日本:異色の政治家・菅義偉氏が安倍晋三氏の後任になる (RFI)

日本:異色の政治家・菅義偉氏が安倍晋三氏の後任になる (RFI)









(Japon: l'atypique Yoshihide Suga succède à Shinzo Abe: RFI)

https://www.rfi.fr/fr/asie-pacifique/20200912-japon-yoshihide-suga-profil-atypique-gouvernement-continuit%C3%A9





日本:異色の政治家・菅義偉氏が安倍晋三氏の後任になる





発表 2020年9月14日08:26・更新 2020年9月16日08:30







2020年9月14日、菅義偉氏が安倍晋三氏の後任として日本の首相に選ばれた。Kimimasa Mayama/Pool via REUTERS





クリストフ・パジェ






菅義偉氏(71)が東京の国会によって日本の首相に選ばれた。彼は、8年間政権に就き(これは最長記録だ)健康上の理由により辞任を表明しなければならなくなった安倍晋三氏の後任になる。安倍氏が2012年に首相に復帰してから彼に非常に近い相談相手だったこの農家の子息を選ぶことにより、自民党はその継続を選んだ。



菅義偉氏は自民党の中では異色の人物だ。彼はイチゴ農家の父と教師の母の間に生まれ、彼の公式ウェブサイトでは、彼が段ボール工場や首都の魚市場で荷物運びなどのアルバイトを行い学費を稼いだと説明している。第2次世界大戦の前や、時には封建時代にまでさかのぼる政治家一族によって支配されたこの保守政党に、このような経歴を持つ人物は見られない。



菅義偉氏は日本北部・東北地方の出身だ。「ここは『雪国』と呼ばれ、厳しく貧しい地域と昔から考えられている」と、戦略研究財団アジア研究主任であり、『日本、100の質問』 [Le Japon en 100 questions] の著者であるヴァレリー・ニケ氏は強調する。「つまり、これが『現実に根ざした』一面を彼に与えている。おそらく、日本国民の一部は彼のこのような面に強く共感している。それは、伝統や古くからの日本のイメージに結び付いたものだが、都市では消えつつあるものだ。」更に、菅義偉氏も自ら進んで農村の出身であることを強調している。

● 課題の内容:
菅義偉氏の経歴を伝える本文について、「自ら進んで農村の出身であることを強調している。」で終わる最後の文の後から続きを書いてほしい。

● 提供された記録:
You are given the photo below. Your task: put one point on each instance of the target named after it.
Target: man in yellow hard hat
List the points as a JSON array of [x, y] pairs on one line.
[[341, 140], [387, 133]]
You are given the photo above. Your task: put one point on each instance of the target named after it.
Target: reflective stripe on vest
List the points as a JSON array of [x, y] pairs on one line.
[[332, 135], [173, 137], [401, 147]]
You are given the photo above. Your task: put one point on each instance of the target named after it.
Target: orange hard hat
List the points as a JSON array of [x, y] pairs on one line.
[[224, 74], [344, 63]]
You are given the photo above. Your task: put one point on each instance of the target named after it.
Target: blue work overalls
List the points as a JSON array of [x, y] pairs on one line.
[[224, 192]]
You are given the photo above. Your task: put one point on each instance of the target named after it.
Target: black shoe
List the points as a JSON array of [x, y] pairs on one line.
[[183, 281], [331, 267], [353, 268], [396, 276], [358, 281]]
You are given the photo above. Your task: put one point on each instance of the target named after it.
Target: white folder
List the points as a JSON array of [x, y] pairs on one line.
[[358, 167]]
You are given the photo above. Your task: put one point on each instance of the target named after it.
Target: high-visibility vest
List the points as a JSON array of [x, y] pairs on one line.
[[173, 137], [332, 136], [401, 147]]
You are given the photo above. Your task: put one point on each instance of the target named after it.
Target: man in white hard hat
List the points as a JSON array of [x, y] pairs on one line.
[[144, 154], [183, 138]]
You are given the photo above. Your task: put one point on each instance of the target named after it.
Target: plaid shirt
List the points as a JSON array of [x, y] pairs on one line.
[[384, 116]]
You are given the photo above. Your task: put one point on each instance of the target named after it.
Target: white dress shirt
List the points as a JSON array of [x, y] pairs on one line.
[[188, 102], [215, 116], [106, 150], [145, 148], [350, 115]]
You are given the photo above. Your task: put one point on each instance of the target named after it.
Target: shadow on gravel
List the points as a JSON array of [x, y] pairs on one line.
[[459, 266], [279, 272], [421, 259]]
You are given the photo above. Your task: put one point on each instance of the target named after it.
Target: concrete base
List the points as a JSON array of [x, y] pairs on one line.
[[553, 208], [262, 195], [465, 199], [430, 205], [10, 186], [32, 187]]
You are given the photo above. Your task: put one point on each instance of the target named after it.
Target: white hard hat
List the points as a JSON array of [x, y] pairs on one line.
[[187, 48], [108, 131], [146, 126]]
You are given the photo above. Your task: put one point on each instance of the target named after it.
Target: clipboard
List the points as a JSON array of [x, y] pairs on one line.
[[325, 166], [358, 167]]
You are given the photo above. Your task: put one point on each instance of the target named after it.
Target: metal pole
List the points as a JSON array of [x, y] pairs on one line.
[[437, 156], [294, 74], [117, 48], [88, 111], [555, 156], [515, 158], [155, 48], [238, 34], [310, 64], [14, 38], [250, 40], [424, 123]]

● この課題の解答:
安倍晋三氏の内政の中心にいた



彼は法律を学んだ後、横浜を地盤とする国会議員の秘書となる。1987年、彼は28歳のときそこで市議会議員に選ばれた。その9年後、彼は東日本(東京の近く)のこの大都市から代議士に選ばれ、選挙の度に再選している。



2012年の安倍晋三氏(投稿者による和訳の首相復帰の立役者である彼は、首相からその御褒美として内閣官房長官ならびに報道官を任命された。これは戦略的な地位で、彼はこの8年間「全ての施策の中心にいて、更には、間違いなく政治・経済的選択の一部を行っていた」と、ヴァレリー・ニケ氏は説明する。 「そして、間違いなくこのために彼は立候補を考えざるを得なくなった。」



彼は、安倍晋三氏の就任直後から国の経済活性化を目的とした「アベノミクス(投稿者による和訳」の中心にいた。また、彼は省庁に対する内閣の支配を強化して、その責任を内閣が引き受けるようにした―その過程で、強力な日本の官僚たちを平伏させた巧みな戦術家としての評判を得た。中国などアジア諸国へのビザ発給を促すことにより観光客への開放政策を始めたのも、やはり彼だ。



最後に、タイム誌によると2017年、ドナルド・トランプ氏の米国がTPP(環太平洋パートナーシップ協定、アジア太平洋地域と米州地域の経済統合を目的とした自由貿易協定)から脱退した時、彼はこれが生き延びるために大きな役割を果たした。ヴァレリー・ニケ氏によれば、外交政策では彼は安倍晋三氏の政策を継続するはずだ。「中国については確りと経済的利益のための関係維持に努めつつ、米国との同盟関係も必ず守る。」



自民党内では、菅義偉氏はどの派閥にも属していない。彼は観念論者と見なされておらず、ナショナリスト安倍晋三氏とは対照的だ。安倍氏は、戦後から受け継がれた国の平和憲法に「自衛隊」(日本の軍に相当するものだが、その役割は防衛に限定されている)の存在を盛り込むために、これを変えようと試みて批判を浴びている。2013年末、菅義偉氏は安倍晋三氏の靖国神社行き(投稿者による和訳を止めるよう進言した。そこには日本の戦争犯罪者たちが他の人たちと一緒に祀られている。それでも首相は参拝し、ソウルと北京からの怒りとワシントンからの批判を正面から受け、そこに再び行くことはなかった。





地味な人物



日本国民は菅義偉氏のことを殆ど知らない。彼の私生活は今でもとても地味だ。彼は結婚しており、3人の子供の父親であり、余暇の過ごし方も質素(釣りとウォーキング)で、酒を飲まない。彼は1つしか弱点を認めていない。彼の話では、それはエクセサイズ(毎朝毎晩100回の腹筋運動)の御褒美としての甘いお菓子とパンケーキだ。



彼の性格についてだが、記者会見では話し下手な姿を表に出した。また、面倒な質問が時々あったが、その場合には記者たちを前に愛想があまり良くなかった。要するに、堅苦しい印象だ。去年の徳仁・新天皇の即位の際に令和時代という新たな御代の名を公表することにより、彼に対する好感が波のように沸き上がったにも係わらず、それは残った。彼はその時に「令和おじさん」という親しみやすい渾名を貰った。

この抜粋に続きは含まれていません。